▸ SHORT PROBLEM: What follows is a block of records; restate each one word for word.

▸ DATA ENTRIES:
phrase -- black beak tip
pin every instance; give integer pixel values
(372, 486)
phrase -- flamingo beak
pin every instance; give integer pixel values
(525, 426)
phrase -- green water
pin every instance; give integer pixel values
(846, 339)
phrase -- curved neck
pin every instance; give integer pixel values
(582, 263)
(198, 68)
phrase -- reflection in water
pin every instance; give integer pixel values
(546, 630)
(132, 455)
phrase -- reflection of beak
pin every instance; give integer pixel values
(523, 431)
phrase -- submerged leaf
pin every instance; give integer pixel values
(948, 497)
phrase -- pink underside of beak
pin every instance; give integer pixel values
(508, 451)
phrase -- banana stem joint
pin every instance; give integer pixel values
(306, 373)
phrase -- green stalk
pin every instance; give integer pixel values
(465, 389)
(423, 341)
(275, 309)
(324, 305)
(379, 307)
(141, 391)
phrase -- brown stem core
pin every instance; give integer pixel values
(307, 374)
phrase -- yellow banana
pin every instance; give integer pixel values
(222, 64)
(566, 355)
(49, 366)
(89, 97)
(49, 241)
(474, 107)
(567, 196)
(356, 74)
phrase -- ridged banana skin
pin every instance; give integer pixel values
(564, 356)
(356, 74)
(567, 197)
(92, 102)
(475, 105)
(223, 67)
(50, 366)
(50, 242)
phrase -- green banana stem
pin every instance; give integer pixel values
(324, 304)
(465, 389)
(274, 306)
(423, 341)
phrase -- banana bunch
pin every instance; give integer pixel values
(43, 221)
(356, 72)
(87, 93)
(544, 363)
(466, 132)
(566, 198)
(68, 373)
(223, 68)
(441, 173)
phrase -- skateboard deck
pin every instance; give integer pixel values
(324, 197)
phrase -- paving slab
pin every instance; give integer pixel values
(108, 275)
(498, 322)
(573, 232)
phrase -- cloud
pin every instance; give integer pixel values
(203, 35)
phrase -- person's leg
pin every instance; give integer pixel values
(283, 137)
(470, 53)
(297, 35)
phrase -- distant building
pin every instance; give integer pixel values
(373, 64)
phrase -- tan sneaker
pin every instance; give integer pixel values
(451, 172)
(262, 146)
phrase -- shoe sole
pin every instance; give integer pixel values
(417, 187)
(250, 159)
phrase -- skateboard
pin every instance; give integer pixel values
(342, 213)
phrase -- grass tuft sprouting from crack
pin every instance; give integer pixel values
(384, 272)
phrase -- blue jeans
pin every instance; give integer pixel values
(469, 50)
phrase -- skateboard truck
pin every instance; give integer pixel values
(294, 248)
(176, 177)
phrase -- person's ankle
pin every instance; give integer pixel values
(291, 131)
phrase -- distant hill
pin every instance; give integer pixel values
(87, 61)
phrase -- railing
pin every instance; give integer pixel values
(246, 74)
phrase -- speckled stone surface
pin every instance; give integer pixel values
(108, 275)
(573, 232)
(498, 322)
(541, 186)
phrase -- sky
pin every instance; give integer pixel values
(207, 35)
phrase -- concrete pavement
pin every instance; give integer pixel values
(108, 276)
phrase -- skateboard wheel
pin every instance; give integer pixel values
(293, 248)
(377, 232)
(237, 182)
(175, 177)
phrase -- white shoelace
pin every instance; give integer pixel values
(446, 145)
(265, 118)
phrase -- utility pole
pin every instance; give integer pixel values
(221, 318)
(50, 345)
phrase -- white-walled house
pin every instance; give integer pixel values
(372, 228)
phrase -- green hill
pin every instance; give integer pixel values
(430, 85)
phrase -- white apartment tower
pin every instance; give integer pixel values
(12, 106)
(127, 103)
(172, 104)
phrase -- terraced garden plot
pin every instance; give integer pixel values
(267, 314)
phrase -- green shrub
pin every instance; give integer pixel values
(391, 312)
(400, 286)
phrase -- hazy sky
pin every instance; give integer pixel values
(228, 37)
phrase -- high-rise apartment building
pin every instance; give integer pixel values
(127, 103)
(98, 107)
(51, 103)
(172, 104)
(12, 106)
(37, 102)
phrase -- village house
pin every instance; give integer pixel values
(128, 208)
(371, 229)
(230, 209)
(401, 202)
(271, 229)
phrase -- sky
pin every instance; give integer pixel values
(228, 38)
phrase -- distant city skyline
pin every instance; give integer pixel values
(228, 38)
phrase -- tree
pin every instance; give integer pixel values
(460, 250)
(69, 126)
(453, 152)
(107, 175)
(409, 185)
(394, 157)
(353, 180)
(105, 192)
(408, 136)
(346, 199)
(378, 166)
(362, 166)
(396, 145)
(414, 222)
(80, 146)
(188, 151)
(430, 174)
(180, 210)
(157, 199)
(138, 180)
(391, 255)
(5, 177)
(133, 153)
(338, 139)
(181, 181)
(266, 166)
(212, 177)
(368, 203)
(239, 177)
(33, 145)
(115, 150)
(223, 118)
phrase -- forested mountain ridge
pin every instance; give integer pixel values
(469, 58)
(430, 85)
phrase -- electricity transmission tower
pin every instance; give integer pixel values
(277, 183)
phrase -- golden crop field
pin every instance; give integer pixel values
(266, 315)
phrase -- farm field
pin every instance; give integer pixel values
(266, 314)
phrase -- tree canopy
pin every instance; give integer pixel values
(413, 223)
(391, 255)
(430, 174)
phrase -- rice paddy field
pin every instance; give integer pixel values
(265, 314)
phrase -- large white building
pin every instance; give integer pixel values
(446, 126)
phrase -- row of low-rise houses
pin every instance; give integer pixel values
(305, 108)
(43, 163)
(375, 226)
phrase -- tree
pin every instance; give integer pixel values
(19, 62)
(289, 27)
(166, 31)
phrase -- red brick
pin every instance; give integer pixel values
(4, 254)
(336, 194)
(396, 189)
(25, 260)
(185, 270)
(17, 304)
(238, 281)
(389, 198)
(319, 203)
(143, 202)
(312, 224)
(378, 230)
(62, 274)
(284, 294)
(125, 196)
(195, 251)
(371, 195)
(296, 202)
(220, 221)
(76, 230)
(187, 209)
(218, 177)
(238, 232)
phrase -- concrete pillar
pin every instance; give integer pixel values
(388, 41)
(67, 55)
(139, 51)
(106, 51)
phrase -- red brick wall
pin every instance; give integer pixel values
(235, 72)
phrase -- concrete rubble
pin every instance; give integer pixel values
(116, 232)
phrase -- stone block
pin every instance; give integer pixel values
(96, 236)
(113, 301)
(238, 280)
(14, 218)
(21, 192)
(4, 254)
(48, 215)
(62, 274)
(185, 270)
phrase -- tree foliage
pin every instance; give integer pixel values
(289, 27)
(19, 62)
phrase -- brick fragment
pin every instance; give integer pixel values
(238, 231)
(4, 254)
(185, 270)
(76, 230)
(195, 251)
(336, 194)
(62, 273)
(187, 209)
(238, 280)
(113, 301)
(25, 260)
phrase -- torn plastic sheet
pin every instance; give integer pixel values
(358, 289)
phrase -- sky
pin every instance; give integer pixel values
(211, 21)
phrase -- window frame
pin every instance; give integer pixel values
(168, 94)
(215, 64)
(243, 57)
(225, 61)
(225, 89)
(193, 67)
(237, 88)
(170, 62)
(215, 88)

▸ FINISHED EXERCISE:
phrase -- black beak tip
pin every instance; give integer pixel values
(372, 486)
phrase -- flamingo beak
pin every instance; give integer pixel values
(525, 426)
phrase -- green water
pin every instance; give integer pixel values
(846, 339)
phrase -- curved neck
pin every instance; give integer pixel values
(582, 263)
(198, 68)
phrase -- reflection in water
pin every instance; give integer pixel values
(546, 630)
(132, 455)
phrase -- reflection of beak
pin every instance; give integer pixel values
(523, 431)
phrase -- submerged leaf
pin every instance; give integer pixel values
(948, 497)
phrase -- pink underside of beak
pin every instance; give integer pixel values
(508, 451)
phrase -- banana stem joint
pin every instance; give integer pixel values
(306, 373)
phrase -- green stalk
pin every instance; give integer pixel values
(465, 389)
(423, 341)
(275, 309)
(324, 305)
(379, 307)
(141, 391)
phrase -- brown stem core
pin every instance; give integer pixel values
(307, 374)
phrase -- yellow banana
pin every instance; give integer pixel values
(222, 64)
(566, 355)
(49, 366)
(89, 97)
(49, 241)
(474, 107)
(567, 196)
(356, 74)
phrase -- ridged banana skin
pin every instance; give integer pixel values
(564, 356)
(356, 74)
(567, 197)
(92, 102)
(475, 105)
(223, 67)
(50, 366)
(50, 242)
phrase -- green banana stem
pin every instance; give integer pixel values
(324, 304)
(465, 389)
(274, 306)
(423, 341)
phrase -- banana bunch
pin every instance; give integer pixel values
(43, 221)
(356, 72)
(87, 93)
(544, 363)
(466, 132)
(566, 198)
(68, 373)
(223, 68)
(441, 173)
phrase -- skateboard deck
pin every instance; give integer pixel values
(324, 197)
phrase -- paving slab
pin every instance; give integer pixel values
(108, 275)
(498, 322)
(573, 232)
phrase -- cloud
pin every instance; give integer pixel values
(203, 35)
phrase -- person's leg
pin every instance; give integer pixel values
(283, 137)
(470, 53)
(297, 35)
phrase -- distant building
pin every instance; give integer pixel values
(373, 64)
phrase -- tan sneaker
pin every instance; give integer pixel values
(451, 172)
(262, 146)
phrase -- shoe sole
pin every instance; give integer pixel values
(417, 187)
(250, 159)
phrase -- skateboard
pin every instance; give integer pixel values
(342, 213)
phrase -- grass tuft sprouting from crack
pin every instance; give integer pixel values
(384, 272)
phrase -- blue jeans
pin every instance; give integer pixel values
(469, 50)
phrase -- skateboard truck
pin every instance; give integer pixel values
(294, 248)
(176, 177)
phrase -- person's ankle
pin every instance; give integer pixel values
(291, 131)
phrase -- distant hill
pin every instance; give integer pixel values
(87, 61)
phrase -- railing
pin every instance; give integer pixel values
(246, 74)
phrase -- speckled stone surface
pin every instance; give integer pixel values
(108, 275)
(573, 232)
(498, 322)
(541, 186)
phrase -- sky
pin every instance; give integer pixel values
(207, 35)
phrase -- concrete pavement
pin every instance; give integer pixel values
(108, 276)
phrase -- skateboard wheel
pin every instance; give integer pixel values
(293, 248)
(377, 232)
(237, 182)
(175, 177)
phrase -- white shoelace
pin every instance; give integer pixel values
(446, 145)
(265, 118)
phrase -- utility pole
pin every instance; give integer pixel values
(221, 318)
(50, 345)
phrase -- white-walled house
pin every instance; give integer pixel values
(372, 228)
phrase -- green hill
pin every instance; give integer pixel values
(430, 85)
phrase -- white apartment tower
pin every instance; give integer pixel values
(12, 106)
(127, 103)
(172, 104)
phrase -- terraced garden plot
pin every instance; give integer pixel values
(267, 314)
phrase -- green shrub
pin every instance; give integer pixel values
(391, 312)
(400, 286)
phrase -- hazy sky
pin every instance; give integer pixel values
(228, 37)
phrase -- high-rise apartment building
pin every instance; give integer pixel values
(127, 103)
(98, 107)
(51, 103)
(172, 104)
(12, 106)
(37, 102)
phrase -- village house
pin every instance; give integer pixel values
(128, 208)
(371, 229)
(230, 209)
(401, 202)
(271, 229)
phrase -- sky
pin every instance; give integer pixel values
(228, 38)
phrase -- distant city skyline
pin every instance; give integer pixel values
(228, 38)
phrase -- tree
pin every instance; give integer pixel values
(460, 250)
(69, 126)
(453, 152)
(107, 175)
(409, 185)
(394, 157)
(353, 180)
(105, 192)
(408, 136)
(346, 199)
(378, 166)
(362, 166)
(396, 145)
(414, 222)
(80, 146)
(188, 151)
(430, 174)
(180, 210)
(157, 199)
(138, 180)
(391, 255)
(5, 177)
(133, 153)
(338, 139)
(181, 181)
(266, 166)
(212, 177)
(368, 203)
(239, 177)
(33, 145)
(115, 150)
(223, 118)
phrase -- forested mountain ridge
pin every instance; give integer pixel values
(469, 58)
(430, 85)
phrase -- electricity transmission tower
pin every instance; give integer pixel values
(277, 183)
phrase -- golden crop field
pin every instance; give integer pixel values
(266, 315)
phrase -- farm field
pin every instance; give integer pixel values
(266, 314)
phrase -- tree canopy
pin every instance; give integer pixel values
(413, 223)
(391, 255)
(430, 174)
phrase -- rice paddy field
pin every instance; give integer pixel values
(265, 314)
phrase -- large white building
pin every instance; give integer pixel values
(446, 126)
phrase -- row of low-rise houses
pin every instance; give integer pixel values
(305, 108)
(43, 163)
(375, 226)
phrase -- tree
pin every instance; give integer pixel values
(19, 62)
(289, 27)
(166, 31)
phrase -- red brick
pin every instance; give integer pixel values
(4, 254)
(336, 194)
(396, 189)
(25, 260)
(185, 270)
(17, 304)
(238, 281)
(389, 198)
(319, 203)
(143, 202)
(312, 224)
(378, 230)
(62, 274)
(284, 294)
(125, 196)
(195, 251)
(371, 195)
(296, 202)
(220, 221)
(76, 230)
(187, 209)
(218, 177)
(238, 232)
phrase -- concrete pillar
pin every instance; give integer pixel values
(388, 41)
(67, 55)
(139, 51)
(106, 51)
phrase -- red brick wall
pin every instance; give integer pixel values
(235, 72)
phrase -- concrete rubble
pin every instance; give integer pixel values
(116, 232)
phrase -- stone block
pin every instance; give integer pixel values
(96, 236)
(113, 301)
(238, 280)
(14, 218)
(21, 192)
(4, 254)
(48, 215)
(62, 274)
(185, 270)
phrase -- tree foliage
pin every instance; give integer pixel values
(289, 27)
(19, 62)
phrase -- brick fragment
pin every instance; give integer pixel values
(238, 231)
(4, 254)
(185, 270)
(76, 230)
(195, 251)
(336, 194)
(62, 273)
(187, 209)
(238, 280)
(113, 301)
(25, 260)
phrase -- torn plastic sheet
pin every instance; give integer pixel values
(358, 289)
phrase -- sky
pin every instance; give integer pixel values
(211, 21)
phrase -- window frame
pin every instance; give integer pixel values
(168, 94)
(215, 64)
(243, 57)
(225, 61)
(225, 89)
(193, 67)
(237, 88)
(170, 62)
(215, 88)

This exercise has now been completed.